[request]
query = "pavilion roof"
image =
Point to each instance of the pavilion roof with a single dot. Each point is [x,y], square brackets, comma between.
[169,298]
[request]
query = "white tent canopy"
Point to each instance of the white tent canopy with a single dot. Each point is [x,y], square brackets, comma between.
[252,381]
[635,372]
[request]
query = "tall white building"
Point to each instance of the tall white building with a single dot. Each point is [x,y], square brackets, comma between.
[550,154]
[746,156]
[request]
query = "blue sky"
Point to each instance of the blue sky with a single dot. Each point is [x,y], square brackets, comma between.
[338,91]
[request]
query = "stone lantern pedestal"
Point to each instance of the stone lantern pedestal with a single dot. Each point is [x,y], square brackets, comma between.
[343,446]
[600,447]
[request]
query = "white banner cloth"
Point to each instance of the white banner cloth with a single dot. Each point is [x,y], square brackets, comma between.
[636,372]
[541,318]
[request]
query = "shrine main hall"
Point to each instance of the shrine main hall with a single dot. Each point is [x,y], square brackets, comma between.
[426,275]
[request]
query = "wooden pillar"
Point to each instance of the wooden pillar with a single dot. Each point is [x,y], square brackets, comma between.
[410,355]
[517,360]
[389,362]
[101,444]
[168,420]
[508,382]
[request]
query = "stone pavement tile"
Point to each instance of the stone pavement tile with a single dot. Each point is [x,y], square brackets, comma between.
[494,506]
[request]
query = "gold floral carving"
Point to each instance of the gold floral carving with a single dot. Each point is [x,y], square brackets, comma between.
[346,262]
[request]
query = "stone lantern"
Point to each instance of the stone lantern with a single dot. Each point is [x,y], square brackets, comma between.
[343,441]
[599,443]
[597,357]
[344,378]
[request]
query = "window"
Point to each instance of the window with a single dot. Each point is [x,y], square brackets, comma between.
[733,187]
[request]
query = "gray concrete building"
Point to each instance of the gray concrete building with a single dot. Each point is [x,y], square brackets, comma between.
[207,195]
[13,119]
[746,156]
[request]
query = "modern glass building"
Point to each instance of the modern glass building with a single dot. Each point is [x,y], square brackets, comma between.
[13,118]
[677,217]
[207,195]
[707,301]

THE EXERCISE:
Copy out each line of the material above that contains the string "modern". Case counts.

WRITTEN SOLUTION:
query = "modern glass building"
Point to each instance of the modern glass building with a single dot. Each point is [x,y], square brackets, comma between.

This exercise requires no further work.